What this task involves:
Every entry should be repeated exactly as written.

Supplied records:
>>>>

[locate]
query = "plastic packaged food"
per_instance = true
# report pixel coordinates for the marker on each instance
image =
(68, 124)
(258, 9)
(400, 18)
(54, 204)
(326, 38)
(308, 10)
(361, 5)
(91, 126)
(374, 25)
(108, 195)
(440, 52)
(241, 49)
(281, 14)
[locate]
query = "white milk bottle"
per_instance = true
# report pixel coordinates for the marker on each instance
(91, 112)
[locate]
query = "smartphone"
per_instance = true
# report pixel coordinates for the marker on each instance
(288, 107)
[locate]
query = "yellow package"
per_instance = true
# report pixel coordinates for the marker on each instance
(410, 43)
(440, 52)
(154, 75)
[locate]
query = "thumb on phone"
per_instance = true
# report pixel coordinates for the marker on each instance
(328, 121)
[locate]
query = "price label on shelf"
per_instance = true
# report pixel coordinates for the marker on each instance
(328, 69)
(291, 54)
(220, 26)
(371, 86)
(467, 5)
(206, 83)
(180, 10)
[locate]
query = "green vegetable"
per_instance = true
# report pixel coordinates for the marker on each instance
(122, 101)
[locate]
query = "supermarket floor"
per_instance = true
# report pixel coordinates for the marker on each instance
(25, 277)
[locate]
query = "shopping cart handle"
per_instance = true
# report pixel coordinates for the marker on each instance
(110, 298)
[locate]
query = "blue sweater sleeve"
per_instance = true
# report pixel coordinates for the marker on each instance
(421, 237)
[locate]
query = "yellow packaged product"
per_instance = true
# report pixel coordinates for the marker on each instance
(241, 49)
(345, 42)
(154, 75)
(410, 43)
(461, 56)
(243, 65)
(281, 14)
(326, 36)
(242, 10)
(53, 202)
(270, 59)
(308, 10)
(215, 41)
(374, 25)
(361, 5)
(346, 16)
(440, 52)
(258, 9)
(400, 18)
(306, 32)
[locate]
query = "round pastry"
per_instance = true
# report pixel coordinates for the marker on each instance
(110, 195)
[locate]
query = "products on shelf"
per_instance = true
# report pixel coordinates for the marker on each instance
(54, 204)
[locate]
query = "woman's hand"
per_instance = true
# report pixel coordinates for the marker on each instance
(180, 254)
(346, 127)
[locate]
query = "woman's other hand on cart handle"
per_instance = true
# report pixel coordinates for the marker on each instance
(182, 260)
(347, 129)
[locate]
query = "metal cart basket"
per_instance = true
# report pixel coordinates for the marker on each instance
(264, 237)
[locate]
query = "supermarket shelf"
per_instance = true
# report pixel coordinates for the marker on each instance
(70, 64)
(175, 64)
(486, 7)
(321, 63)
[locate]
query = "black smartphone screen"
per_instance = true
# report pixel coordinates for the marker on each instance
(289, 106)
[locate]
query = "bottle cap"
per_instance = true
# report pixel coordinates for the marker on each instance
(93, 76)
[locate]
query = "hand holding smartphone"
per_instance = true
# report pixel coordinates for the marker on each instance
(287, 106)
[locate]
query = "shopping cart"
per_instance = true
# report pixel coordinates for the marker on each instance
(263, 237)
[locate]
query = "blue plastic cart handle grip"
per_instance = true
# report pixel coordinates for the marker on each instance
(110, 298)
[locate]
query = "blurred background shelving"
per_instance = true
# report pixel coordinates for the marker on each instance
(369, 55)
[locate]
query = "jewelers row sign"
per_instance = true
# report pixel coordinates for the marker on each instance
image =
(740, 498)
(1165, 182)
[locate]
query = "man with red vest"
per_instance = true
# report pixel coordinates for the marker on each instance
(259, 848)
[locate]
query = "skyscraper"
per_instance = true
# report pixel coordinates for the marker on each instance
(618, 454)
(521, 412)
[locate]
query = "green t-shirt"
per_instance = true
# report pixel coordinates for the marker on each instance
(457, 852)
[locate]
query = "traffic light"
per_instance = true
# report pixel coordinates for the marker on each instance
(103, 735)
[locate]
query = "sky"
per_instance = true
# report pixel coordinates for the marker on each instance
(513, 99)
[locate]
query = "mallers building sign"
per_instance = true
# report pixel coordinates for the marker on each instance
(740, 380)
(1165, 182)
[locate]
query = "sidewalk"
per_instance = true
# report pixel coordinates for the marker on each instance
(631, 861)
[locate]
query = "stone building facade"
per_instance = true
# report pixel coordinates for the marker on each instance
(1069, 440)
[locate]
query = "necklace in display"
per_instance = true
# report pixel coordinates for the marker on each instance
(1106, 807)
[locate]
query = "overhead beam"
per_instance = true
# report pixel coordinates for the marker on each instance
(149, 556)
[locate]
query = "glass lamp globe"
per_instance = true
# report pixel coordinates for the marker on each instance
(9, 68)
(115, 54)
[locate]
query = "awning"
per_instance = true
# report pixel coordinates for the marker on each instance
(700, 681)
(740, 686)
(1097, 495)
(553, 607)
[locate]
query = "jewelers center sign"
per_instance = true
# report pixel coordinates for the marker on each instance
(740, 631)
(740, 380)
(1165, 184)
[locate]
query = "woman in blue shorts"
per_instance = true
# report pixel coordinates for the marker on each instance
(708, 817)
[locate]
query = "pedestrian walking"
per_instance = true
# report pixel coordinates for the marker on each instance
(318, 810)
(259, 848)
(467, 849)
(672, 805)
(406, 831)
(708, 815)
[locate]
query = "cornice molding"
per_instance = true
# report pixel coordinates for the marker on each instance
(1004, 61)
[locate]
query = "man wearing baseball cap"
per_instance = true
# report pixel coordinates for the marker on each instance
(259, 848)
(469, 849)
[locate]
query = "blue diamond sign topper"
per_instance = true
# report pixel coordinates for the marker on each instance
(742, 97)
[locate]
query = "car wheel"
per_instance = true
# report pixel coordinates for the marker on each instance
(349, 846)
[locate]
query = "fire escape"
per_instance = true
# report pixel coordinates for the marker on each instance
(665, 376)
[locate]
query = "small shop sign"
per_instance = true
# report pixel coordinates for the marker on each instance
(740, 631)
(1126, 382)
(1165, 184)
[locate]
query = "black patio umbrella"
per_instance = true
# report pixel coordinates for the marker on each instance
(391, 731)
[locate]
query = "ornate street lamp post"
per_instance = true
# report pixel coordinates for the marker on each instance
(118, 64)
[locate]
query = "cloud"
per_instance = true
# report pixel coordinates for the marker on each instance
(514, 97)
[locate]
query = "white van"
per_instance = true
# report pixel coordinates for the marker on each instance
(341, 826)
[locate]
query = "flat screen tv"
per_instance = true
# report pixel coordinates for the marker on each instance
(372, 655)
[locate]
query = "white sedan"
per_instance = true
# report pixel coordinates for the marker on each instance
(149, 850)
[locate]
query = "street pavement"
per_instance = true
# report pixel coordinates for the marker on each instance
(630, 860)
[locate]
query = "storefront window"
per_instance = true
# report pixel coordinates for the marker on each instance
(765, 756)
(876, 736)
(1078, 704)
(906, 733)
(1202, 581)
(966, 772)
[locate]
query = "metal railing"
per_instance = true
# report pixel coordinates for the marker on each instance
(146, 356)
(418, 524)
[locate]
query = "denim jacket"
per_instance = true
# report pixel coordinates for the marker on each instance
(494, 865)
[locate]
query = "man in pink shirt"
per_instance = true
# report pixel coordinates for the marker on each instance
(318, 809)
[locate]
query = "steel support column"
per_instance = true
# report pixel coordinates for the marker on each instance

<<<<

Completed exercise:
[locate]
query = "plastic packaged food"
per_instance = true
# report pixel coordinates for the marker on each instance
image =
(68, 124)
(258, 9)
(400, 18)
(54, 204)
(326, 38)
(308, 10)
(361, 5)
(91, 126)
(374, 25)
(108, 195)
(440, 52)
(241, 49)
(281, 14)
[locate]
query = "white milk bottle"
per_instance = true
# report pixel coordinates for the marker on each instance
(91, 112)
[locate]
query = "smartphone"
per_instance = true
# report pixel coordinates for the marker on each instance
(288, 107)
[locate]
query = "yellow package"
per_instance = true
# report pixel coordinates for the marker on each instance
(410, 43)
(440, 52)
(154, 75)
[locate]
query = "thumb on phone"
per_instance = true
# report pixel coordinates for the marker on each instance
(328, 121)
[locate]
query = "price label on shelf"
per_instance = true
# report pixel coordinates for the marker on each instance
(328, 69)
(291, 54)
(220, 26)
(371, 86)
(467, 5)
(206, 83)
(180, 10)
[locate]
query = "green vegetable"
per_instance = true
# report pixel coordinates for the marker on each instance
(122, 101)
[locate]
query = "supermarket floor"
per_instance = true
# report pixel coordinates for the marker on each instance
(25, 277)
[locate]
query = "shopping cart handle"
per_instance = true
# report pixel coordinates for the marker on each instance
(110, 298)
[locate]
query = "blue sweater sleeve"
per_instance = true
# report pixel coordinates for the marker on each instance
(421, 237)
[locate]
query = "yellow packaged product"
per_instance = true
# report pixel coordinates for the marker on each instance
(241, 49)
(345, 42)
(154, 75)
(410, 43)
(461, 56)
(243, 65)
(281, 14)
(326, 36)
(242, 10)
(53, 202)
(270, 59)
(308, 10)
(215, 41)
(374, 25)
(361, 5)
(346, 16)
(440, 52)
(258, 9)
(400, 18)
(306, 32)
[locate]
query = "round pastry"
per_instance = true
# report pixel coordinates for the marker on each instance
(110, 195)
[locate]
query = "products on shelf"
per_instance = true
# report pixel coordinates for the marker on each instance
(54, 204)
[locate]
query = "woman's hand"
per_instance = true
# report pixel coordinates for the marker on each instance
(180, 254)
(346, 127)
[locate]
query = "woman's other hand on cart handle"
per_instance = true
# report pixel coordinates for the marker on each instance
(182, 260)
(347, 129)
[locate]
query = "metal cart basket"
per_instance = true
# report pixel coordinates for the marker on each instance
(264, 237)
[locate]
query = "supermarket shelf"
per_instance = true
# report pixel coordinates for the marker on each instance
(70, 64)
(175, 64)
(486, 7)
(321, 63)
[locate]
query = "black smartphone screen"
per_instance = true
# report pixel coordinates for the marker on each instance
(289, 106)
[locate]
query = "bottle cap"
per_instance = true
# report pixel coordinates for the marker on each instance
(93, 76)
[locate]
query = "hand holding smartphone"
per_instance = true
# report pixel coordinates for the marker on each instance
(287, 106)
[locate]
query = "shopping cart"
per_instance = true
# report pixel coordinates for the marker on each instance
(263, 237)
[locate]
query = "blue plastic cart handle grip"
per_instance = true
# report pixel coordinates for the marker on each instance
(110, 298)
[locate]
query = "blurred background shelving"
per_instance = true
# report pixel coordinates for the marker on each instance
(369, 55)
[locate]
query = "jewelers row sign"
per_instance = true
# report pixel coordinates for the marker on each instance
image =
(740, 498)
(1165, 182)
[locate]
query = "man with red vest"
per_instance = true
# report pixel coordinates for the marker on each instance
(259, 848)
[locate]
query = "skyscraper"
per_instance = true
# report pixel coordinates for the marker on each instance
(618, 454)
(521, 412)
[locate]
query = "green t-shirt"
per_instance = true
# report pixel coordinates for the marker on each instance
(457, 852)
[locate]
query = "traffic light"
per_instance = true
# report pixel coordinates for the marker on each instance
(103, 735)
[locate]
query = "sky"
per_instance = true
# report pixel coordinates for the marker on each instance
(513, 99)
[locate]
query = "mallers building sign"
per_instance = true
# report pixel coordinates for the marker on each instance
(740, 380)
(1165, 182)
[locate]
query = "sidewalk"
per_instance = true
# report pixel coordinates for the marker on each instance
(631, 861)
[locate]
query = "stone building facade"
per_instance = true
# report pixel coordinates for the marker on each instance
(1069, 440)
[locate]
query = "necklace in display"
per_instance = true
# report pixel coordinates for the marker on each instance
(1106, 807)
[locate]
query = "overhead beam"
per_instance = true
# report pixel coordinates for the marker on each instance
(149, 556)
[locate]
query = "glass lamp globe"
per_instance = true
# report pixel coordinates for the marker on each instance
(9, 68)
(115, 54)
[locate]
query = "awning"
per_instance = true
# report pixel coordinates for the marker on each instance
(700, 681)
(740, 686)
(1097, 495)
(553, 607)
[locate]
query = "jewelers center sign"
per_instance = true
# report pixel coordinates for the marker on each instance
(740, 631)
(740, 380)
(1165, 184)
[locate]
query = "woman in blue shorts"
per_instance = true
# report pixel coordinates for the marker on each instance
(708, 817)
[locate]
query = "pedestrian walking"
per_instance = true
# report pixel coordinates for the marker on each instance
(318, 810)
(259, 848)
(467, 849)
(672, 805)
(406, 831)
(708, 815)
[locate]
query = "cornice molding"
per_instance = true
# report pixel coordinates for the marker on each instance
(1004, 61)
[locate]
query = "man wearing baseball cap"
per_instance = true
# report pixel coordinates for the marker on each instance
(259, 848)
(469, 849)
[locate]
query = "blue diamond sign topper"
per_instance = true
# report pixel coordinates for the marker on each instance
(742, 97)
[locate]
query = "car wheel"
per_instance = true
# report pixel coordinates for the marker on each instance
(349, 846)
[locate]
query = "fire escape"
per_instance = true
# report pixel coordinates for the marker on each instance
(665, 376)
[locate]
query = "small shop sign"
per_instance = true
# report pixel coordinates for the marker on each instance
(740, 631)
(1126, 382)
(1165, 184)
[locate]
query = "black patio umbrella"
per_instance = true
# report pixel coordinates for the marker on each instance
(391, 731)
[locate]
query = "ornate street lamp post"
per_instance = true
# report pixel coordinates for the marker on each instance
(118, 64)
[locate]
query = "cloud"
per_instance = true
# report pixel coordinates for the marker on each instance
(514, 97)
[locate]
query = "white van"
per_instance = true
# report pixel coordinates for the marker on each instance
(341, 826)
[locate]
query = "flat screen tv"
per_instance = true
# report pixel coordinates for the marker on each instance
(372, 655)
[locate]
query = "white sedan"
per_instance = true
# report pixel coordinates for the marker on each instance
(149, 850)
[locate]
query = "street pavement"
per_instance = true
# report pixel coordinates for the marker on each instance
(630, 860)
[locate]
query = "storefront window"
per_instance = true
# report pixel coordinates for the marker on each instance
(765, 756)
(876, 736)
(1078, 704)
(906, 733)
(1202, 581)
(966, 772)
[locate]
query = "metal railing"
per_instance = true
# report pixel coordinates for the marker on each instance
(146, 356)
(418, 524)
[locate]
query = "denim jacket"
per_instance = true
# report pixel coordinates for the marker on each instance
(494, 865)
[locate]
query = "man in pink shirt"
per_instance = true
# report pixel coordinates for the marker on each instance
(318, 809)
[locate]
query = "steel support column"
per_instance = true
# report pixel coordinates for the marker on each instance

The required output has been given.